Written task:
Answer each question using the excerpt on the Buddha's teachings for lay life given below.
(a) Which chapters cover the topics the Buddha identified as important for a layperson's success?
(b) According to the excerpt, what did the Buddha emphasize should be life's ultimate goal?
(c) Why have metaphysical concepts been left out of the book?
[START Excerpt provided]
Chapter 2 focuses on the freedom the Buddha offered to the layperson to be prosperous, and denies the popular but erroneous view that the Buddha discouraged striving for success. Based on this false view, some people mistakenly believe that being wealthy goes against the Buddha’s teachings—a misunderstanding that may make the Buddha’s teachings seem irrelevant to lay life. Chapter 2 examines this in detail.

The following chapters identify the requirements for a successful life. In them, the Buddha clarifies virtually everything that makes a layperson’s life prosperous, meaningful, and peaceful.

Chapter 3 introduces his instructions, techniques, and tips for reaching material success, and clarifies how to initiate that journey.

Chapters 4 through 13 discuss the various topics that the Buddha identified as important for a layperson’s success, including personal and social relationships, decision-making, and personality development.

The final chapter brings the discussion to the most important topic: the achievement of inner peace and lasting happiness. This, the Buddha emphasized, should be life’s ultimate goal. To reach this elusive but feasible goal, he introduced effective techniques. For readers who might feel confused about how to obtain inner peace and happiness, these techniques should be revealing.

The purpose of this book is to present practical, helpful instructions for daily life. The contents have been selected, organized, and designed to serve this purpose. Metaphysical concepts have been omitted since they represent an altogether different field. Anyone looking for practical guidance to prosperity and lasting happiness should find this book extremely beneficial.



The moon, the sun, and my teaching…
They all shine brightly when they are uncovered.
– The Buddha, The Numerical Discourses

For some readers, the Buddha’s guidance to the skillful living of lay life might seem an altogether new and unusual topic. Many embrace the common assumption that the Buddha taught only about impermanence, suffering, and the denial of pleasure. Influenced by this belief, you may assume that he ignored the happiness of lay life and discouraged people from seeking success. What’s more, you may make the common assumption that the Buddha advised all his listeners to renounce the pleasures of daily life and seek happiness in the spiritual life.

However, an in-depth study of the Buddha’s teachings reveals this interpretation to be inaccurate. The Buddha clearly recognized and admired happiness in life. He not only encouraged people to obtain wealth but instructed them on how to save, invest, and manage their wealth as well. He also offered guidance to his lay community on successful interpersonal and social relationships, decision-making, and healthy personality development. Above all, he showed the lay community the path to happiness.

Contrary to what some believe today, the Buddha’s teachings include invaluable instructions for success and happiness in everyday life.

Unique Society, Unique Religion

A curious reader might wonder why the Buddha would focus on secular life. We might expect a religion to have a system of beliefs beyond sensory experience, rather than a system of guidance for worldly life. The Buddha’s teachings, however, offer an approach to religion notably different from most others’.
[END Excerpt provided]
[START Data section]
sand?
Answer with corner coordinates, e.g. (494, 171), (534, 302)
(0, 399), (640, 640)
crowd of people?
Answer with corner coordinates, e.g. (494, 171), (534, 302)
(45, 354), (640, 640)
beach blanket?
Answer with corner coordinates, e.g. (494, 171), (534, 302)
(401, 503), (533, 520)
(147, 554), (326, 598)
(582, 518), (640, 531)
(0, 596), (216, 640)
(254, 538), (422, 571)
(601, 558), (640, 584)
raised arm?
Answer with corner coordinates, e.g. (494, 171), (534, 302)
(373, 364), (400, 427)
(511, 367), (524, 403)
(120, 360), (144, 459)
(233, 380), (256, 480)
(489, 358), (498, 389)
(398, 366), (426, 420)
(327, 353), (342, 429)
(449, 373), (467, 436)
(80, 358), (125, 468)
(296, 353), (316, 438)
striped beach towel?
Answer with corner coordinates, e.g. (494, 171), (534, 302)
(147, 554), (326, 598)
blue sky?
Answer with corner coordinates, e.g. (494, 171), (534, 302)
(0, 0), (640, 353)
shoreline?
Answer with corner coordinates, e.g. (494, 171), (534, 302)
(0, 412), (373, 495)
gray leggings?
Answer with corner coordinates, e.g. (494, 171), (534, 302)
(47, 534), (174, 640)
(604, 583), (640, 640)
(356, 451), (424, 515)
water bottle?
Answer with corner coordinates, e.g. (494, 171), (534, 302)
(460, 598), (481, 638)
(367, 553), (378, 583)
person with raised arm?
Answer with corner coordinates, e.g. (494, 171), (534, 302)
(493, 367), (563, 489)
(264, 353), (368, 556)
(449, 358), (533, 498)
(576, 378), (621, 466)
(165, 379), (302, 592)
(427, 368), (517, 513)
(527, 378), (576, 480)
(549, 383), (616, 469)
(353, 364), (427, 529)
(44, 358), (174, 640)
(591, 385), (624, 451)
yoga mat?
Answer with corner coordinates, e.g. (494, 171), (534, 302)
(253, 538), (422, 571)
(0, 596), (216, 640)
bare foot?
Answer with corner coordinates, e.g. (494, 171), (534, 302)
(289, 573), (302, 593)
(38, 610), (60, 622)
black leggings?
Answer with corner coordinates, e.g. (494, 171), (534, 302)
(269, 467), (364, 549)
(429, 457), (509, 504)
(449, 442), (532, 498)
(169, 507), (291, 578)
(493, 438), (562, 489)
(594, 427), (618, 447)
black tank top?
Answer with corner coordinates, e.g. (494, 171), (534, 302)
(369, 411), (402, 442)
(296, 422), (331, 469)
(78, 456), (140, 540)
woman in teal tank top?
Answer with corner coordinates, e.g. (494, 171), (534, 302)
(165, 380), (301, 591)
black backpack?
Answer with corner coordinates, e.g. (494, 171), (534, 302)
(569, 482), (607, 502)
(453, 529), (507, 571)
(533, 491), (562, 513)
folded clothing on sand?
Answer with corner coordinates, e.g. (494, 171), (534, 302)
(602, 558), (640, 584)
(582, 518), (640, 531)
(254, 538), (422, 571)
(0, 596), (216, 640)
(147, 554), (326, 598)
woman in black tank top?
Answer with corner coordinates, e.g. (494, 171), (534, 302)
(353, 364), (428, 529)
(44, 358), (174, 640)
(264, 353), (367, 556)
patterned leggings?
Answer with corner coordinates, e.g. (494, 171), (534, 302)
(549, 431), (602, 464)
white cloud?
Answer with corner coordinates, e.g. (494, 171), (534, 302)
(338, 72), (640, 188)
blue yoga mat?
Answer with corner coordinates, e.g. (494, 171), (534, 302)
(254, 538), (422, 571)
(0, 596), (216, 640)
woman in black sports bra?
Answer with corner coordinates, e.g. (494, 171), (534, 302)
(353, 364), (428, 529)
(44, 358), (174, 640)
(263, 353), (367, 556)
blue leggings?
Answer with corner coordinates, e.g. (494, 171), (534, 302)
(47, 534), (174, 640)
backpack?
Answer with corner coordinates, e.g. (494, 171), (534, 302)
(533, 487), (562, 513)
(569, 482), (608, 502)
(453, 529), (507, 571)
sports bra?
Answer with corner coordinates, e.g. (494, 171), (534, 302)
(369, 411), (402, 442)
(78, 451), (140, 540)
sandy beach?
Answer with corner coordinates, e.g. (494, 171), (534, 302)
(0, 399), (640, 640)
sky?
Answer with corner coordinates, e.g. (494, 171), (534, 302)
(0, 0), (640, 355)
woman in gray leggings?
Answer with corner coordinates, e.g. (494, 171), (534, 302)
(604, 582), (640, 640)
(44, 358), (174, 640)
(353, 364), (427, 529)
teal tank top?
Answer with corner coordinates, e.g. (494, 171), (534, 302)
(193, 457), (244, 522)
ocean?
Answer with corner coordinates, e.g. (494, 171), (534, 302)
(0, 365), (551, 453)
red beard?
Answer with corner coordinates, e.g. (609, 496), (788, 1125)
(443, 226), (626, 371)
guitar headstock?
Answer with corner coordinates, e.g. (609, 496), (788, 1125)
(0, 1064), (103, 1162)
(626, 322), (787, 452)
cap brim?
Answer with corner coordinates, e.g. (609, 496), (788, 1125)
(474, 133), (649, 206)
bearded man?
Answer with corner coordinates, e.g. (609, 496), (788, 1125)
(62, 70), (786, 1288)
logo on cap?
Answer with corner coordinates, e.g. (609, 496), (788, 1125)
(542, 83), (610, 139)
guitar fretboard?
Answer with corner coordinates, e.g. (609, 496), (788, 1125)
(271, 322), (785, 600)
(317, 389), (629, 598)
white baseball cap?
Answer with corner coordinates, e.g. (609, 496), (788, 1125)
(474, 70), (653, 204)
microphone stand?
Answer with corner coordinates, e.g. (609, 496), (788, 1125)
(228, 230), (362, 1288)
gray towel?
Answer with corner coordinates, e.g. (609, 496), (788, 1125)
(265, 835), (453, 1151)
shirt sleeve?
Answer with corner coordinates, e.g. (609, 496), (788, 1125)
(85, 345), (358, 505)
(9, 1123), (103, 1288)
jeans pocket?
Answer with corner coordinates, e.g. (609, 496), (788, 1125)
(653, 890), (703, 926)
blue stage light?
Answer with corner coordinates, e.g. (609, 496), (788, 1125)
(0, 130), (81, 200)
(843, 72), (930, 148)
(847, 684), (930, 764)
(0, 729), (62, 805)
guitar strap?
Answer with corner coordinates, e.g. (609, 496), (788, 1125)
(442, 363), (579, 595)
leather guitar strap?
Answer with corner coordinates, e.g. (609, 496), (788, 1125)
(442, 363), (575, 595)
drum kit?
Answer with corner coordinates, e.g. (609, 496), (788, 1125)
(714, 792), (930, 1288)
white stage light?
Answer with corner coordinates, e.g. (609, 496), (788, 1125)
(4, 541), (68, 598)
[END Data section]
Answer for this exercise:
(a) Chapters 4 through 13.
(b) The achievement of inner peace and lasting happiness.
(c) They represent an altogether different field.